### Exercise data
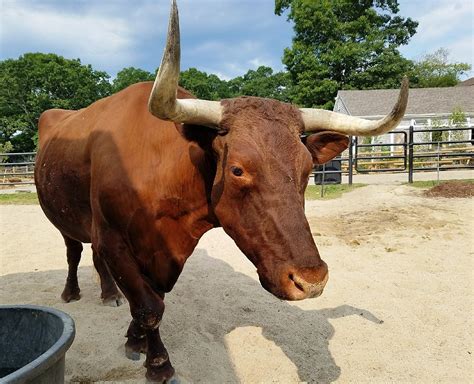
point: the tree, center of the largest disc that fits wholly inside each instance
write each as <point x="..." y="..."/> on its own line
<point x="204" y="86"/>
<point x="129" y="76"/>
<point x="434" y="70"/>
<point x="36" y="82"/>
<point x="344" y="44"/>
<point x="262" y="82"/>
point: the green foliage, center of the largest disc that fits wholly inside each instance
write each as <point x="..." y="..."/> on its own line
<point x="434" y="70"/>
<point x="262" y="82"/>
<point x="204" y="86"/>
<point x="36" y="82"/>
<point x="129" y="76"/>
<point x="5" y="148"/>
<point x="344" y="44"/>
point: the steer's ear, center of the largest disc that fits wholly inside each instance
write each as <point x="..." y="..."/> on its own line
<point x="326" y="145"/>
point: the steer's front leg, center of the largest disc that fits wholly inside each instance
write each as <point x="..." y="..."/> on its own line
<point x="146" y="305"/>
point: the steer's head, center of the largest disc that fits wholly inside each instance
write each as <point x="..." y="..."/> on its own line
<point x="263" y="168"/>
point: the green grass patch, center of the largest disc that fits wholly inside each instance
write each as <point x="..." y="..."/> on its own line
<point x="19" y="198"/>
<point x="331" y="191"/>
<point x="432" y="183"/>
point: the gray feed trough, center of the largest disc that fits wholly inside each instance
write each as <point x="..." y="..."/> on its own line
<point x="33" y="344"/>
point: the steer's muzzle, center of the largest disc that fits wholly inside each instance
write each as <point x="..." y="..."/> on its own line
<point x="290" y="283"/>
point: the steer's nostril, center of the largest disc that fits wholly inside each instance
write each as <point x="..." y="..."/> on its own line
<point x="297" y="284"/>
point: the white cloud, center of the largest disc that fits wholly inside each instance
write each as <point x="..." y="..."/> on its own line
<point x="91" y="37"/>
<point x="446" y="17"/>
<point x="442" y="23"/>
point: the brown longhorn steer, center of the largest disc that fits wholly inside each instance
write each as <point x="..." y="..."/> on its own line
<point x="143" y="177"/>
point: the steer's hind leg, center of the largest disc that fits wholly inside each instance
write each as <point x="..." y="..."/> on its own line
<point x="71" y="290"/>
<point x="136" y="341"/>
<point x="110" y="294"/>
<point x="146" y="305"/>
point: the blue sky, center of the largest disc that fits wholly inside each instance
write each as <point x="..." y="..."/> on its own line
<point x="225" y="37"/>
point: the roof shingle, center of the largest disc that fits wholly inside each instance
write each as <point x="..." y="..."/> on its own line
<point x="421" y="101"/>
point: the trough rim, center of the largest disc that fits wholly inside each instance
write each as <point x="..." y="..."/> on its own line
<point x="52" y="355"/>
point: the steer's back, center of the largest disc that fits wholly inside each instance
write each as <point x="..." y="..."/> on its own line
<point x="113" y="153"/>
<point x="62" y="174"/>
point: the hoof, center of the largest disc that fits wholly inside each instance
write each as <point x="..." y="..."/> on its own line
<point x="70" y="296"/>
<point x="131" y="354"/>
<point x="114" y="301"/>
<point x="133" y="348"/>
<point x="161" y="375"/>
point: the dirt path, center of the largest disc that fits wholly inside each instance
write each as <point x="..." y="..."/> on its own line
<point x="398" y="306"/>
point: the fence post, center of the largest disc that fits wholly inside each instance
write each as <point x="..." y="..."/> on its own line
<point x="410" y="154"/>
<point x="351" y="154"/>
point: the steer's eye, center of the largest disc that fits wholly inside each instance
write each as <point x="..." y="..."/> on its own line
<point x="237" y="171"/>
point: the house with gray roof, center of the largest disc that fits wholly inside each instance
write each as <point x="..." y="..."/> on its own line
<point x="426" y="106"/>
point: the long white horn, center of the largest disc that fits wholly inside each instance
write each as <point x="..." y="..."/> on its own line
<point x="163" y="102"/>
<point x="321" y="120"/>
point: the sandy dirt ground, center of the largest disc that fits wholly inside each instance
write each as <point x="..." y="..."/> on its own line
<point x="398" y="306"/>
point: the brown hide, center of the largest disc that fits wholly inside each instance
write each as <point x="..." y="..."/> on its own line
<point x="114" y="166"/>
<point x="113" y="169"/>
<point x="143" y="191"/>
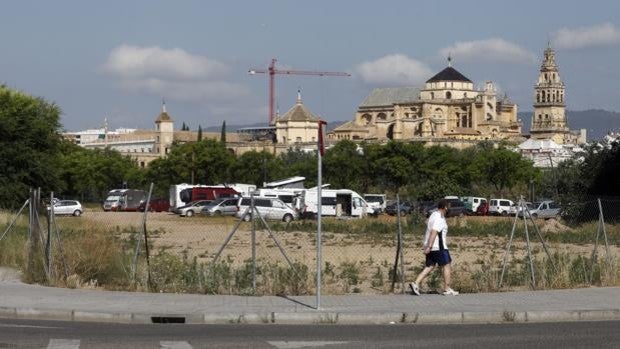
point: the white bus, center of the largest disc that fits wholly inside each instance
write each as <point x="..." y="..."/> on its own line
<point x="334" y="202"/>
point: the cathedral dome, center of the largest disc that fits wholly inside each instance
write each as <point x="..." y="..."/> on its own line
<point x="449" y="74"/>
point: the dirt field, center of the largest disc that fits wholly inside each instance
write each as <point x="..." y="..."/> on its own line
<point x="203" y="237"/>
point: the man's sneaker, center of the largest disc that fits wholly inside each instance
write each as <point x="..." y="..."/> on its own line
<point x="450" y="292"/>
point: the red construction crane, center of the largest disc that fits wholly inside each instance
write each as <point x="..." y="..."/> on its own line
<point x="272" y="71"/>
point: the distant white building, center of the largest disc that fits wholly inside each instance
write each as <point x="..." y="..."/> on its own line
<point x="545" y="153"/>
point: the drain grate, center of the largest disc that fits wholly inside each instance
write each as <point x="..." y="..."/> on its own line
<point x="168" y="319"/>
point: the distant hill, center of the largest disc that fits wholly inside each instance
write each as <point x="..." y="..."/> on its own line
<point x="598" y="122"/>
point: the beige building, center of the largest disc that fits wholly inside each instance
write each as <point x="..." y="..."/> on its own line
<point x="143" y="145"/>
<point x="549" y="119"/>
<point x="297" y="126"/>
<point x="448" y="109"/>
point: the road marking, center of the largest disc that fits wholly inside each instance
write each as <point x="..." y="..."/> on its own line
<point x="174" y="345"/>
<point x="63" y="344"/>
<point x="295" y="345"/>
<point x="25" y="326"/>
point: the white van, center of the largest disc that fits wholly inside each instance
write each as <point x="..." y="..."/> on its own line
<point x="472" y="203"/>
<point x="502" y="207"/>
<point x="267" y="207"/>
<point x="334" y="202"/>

### Written problem
Reproduce every line of the data above verbatim, leaving out the pictures.

### Full solution
point: the tree, center of the largest disc that fits wholly inside each instance
write each as <point x="..." y="..."/> on its own line
<point x="204" y="86"/>
<point x="129" y="76"/>
<point x="434" y="70"/>
<point x="36" y="82"/>
<point x="344" y="44"/>
<point x="262" y="82"/>
point: the green foliage, center of the largest disc that fits wholly inside each instance
write each as <point x="..." y="..."/> on its own line
<point x="434" y="70"/>
<point x="262" y="82"/>
<point x="204" y="86"/>
<point x="36" y="82"/>
<point x="129" y="76"/>
<point x="5" y="148"/>
<point x="344" y="44"/>
point: the steer's ear, center of the largest disc that fits wholly inside each instance
write each as <point x="..." y="..."/> on its own line
<point x="326" y="145"/>
point: the steer's front leg, center of the largest disc that fits wholly inside each instance
write each as <point x="..." y="..."/> on its own line
<point x="146" y="305"/>
point: the steer's head, center of the largest disc that fits wholly inside each instance
write each as <point x="..." y="..."/> on its own line
<point x="263" y="168"/>
point: the green grass patch, center of the largest disc that fits wholly inside each instance
write each as <point x="..." y="..."/> on its own line
<point x="19" y="198"/>
<point x="331" y="191"/>
<point x="432" y="183"/>
point: the gray feed trough, center of the largest disc that fits wholly inside each instance
write each as <point x="..." y="..."/> on its own line
<point x="33" y="344"/>
point: the steer's muzzle, center of the largest disc that fits wholly inside each instance
write each as <point x="..." y="..."/> on its own line
<point x="290" y="283"/>
point: the steer's nostril, center of the largest disc that fits wholly inside each instance
write each as <point x="..." y="..."/> on its own line
<point x="297" y="284"/>
point: the white cloud, center of the largest disc that fits wholly inside each instance
write each as <point x="..." y="..."/> on its own line
<point x="91" y="37"/>
<point x="446" y="17"/>
<point x="442" y="23"/>
point: the brown longhorn steer, center of the largest disc that fits wholly inside each instance
write each as <point x="..." y="..."/> on its own line
<point x="143" y="177"/>
point: the steer's hind leg, center of the largest disc that fits wholly inside each instance
write each as <point x="..." y="..."/> on its own line
<point x="71" y="290"/>
<point x="136" y="341"/>
<point x="110" y="294"/>
<point x="146" y="305"/>
point: the blue sky, center of the largest disc that fits wholly inside each instance
write each as <point x="..." y="..."/> on its own line
<point x="225" y="37"/>
point: the roof shingle, center of the largest disc that fits wholly inside each instance
write each as <point x="..." y="..."/> on its own line
<point x="421" y="101"/>
point: the trough rim, center of the largest disc that fits wholly inside each instance
write each as <point x="..." y="..."/> on its own line
<point x="52" y="355"/>
point: the steer's back, center of the largest disc that fits wholly inside each instance
write each as <point x="..." y="..."/> on its own line
<point x="113" y="153"/>
<point x="62" y="174"/>
point: the hoof, center of the largest disc that fits wholly inside each instance
write each as <point x="..." y="..."/> on its own line
<point x="70" y="296"/>
<point x="131" y="354"/>
<point x="114" y="301"/>
<point x="133" y="348"/>
<point x="161" y="375"/>
point: the dirt path, center of the largest disc that fits wholly inside each instance
write each as <point x="..." y="..."/> on its own line
<point x="398" y="306"/>
point: the fence post, center of the largest disc that fits wholly inside each instance
write each as <point x="..." y="..."/> on its own line
<point x="410" y="154"/>
<point x="351" y="154"/>
point: the steer's eye, center of the largest disc that fits wholly inside each instance
write each as <point x="..." y="..."/> on its own line
<point x="237" y="171"/>
point: the house with gray roof, center of the largest disc that fits wholly inside each instance
write each as <point x="..." y="..."/> on its own line
<point x="426" y="106"/>
point: the long white horn, center of the largest disc that fits wholly inside each instance
write each as <point x="..." y="..."/> on its own line
<point x="163" y="102"/>
<point x="321" y="120"/>
point: the sandy dirt ground, center of the largest disc that fits wholly inside each instance
write each as <point x="..." y="..."/> on its own line
<point x="398" y="306"/>
point: the brown hide, center of the largest disc that fits wholly inside each instance
write each as <point x="..." y="..."/> on its own line
<point x="114" y="166"/>
<point x="113" y="169"/>
<point x="143" y="191"/>
point: the white bus, center of the largest disc that fits wholly inside each instance
write each as <point x="..." y="..."/> on its own line
<point x="334" y="202"/>
point: the cathedral dome, center of the largest disc that fits wholly inside each instance
write each as <point x="..." y="..."/> on its own line
<point x="449" y="74"/>
point: the dirt field, center of the largest disc that fits wholly inside each instance
write each as <point x="..." y="..."/> on its own line
<point x="203" y="237"/>
point: the man's sneaker, center of the largest disc that fits wholly inside each instance
write each as <point x="..." y="..."/> on its own line
<point x="450" y="292"/>
point: the red construction crane, center of the largest disc that fits wholly inside each instance
write each as <point x="..." y="..."/> on its own line
<point x="272" y="71"/>
point: the distant white building, center of the largest disc that fits wholly inside each instance
write each as <point x="..." y="..."/> on its own line
<point x="545" y="153"/>
point: the drain grate, center of the largest disc that fits wholly inside each instance
write each as <point x="..." y="..."/> on its own line
<point x="168" y="319"/>
point: the distant hill, center of the largest disc that fits wholly inside each instance
write each as <point x="..." y="..."/> on its own line
<point x="598" y="122"/>
point: the beige building, center of the largest disc that fits wholly inside each instance
write each as <point x="..." y="..."/> on its own line
<point x="143" y="145"/>
<point x="549" y="119"/>
<point x="297" y="126"/>
<point x="448" y="109"/>
point: the road marking, center of the largest disc that fits wholly inside each instance
write each as <point x="..." y="..."/> on its own line
<point x="174" y="345"/>
<point x="63" y="344"/>
<point x="295" y="345"/>
<point x="25" y="326"/>
point: the white van, center of the largest disc that fits wholly inside each instance
write each as <point x="..." y="..."/> on its own line
<point x="472" y="203"/>
<point x="502" y="207"/>
<point x="267" y="207"/>
<point x="334" y="202"/>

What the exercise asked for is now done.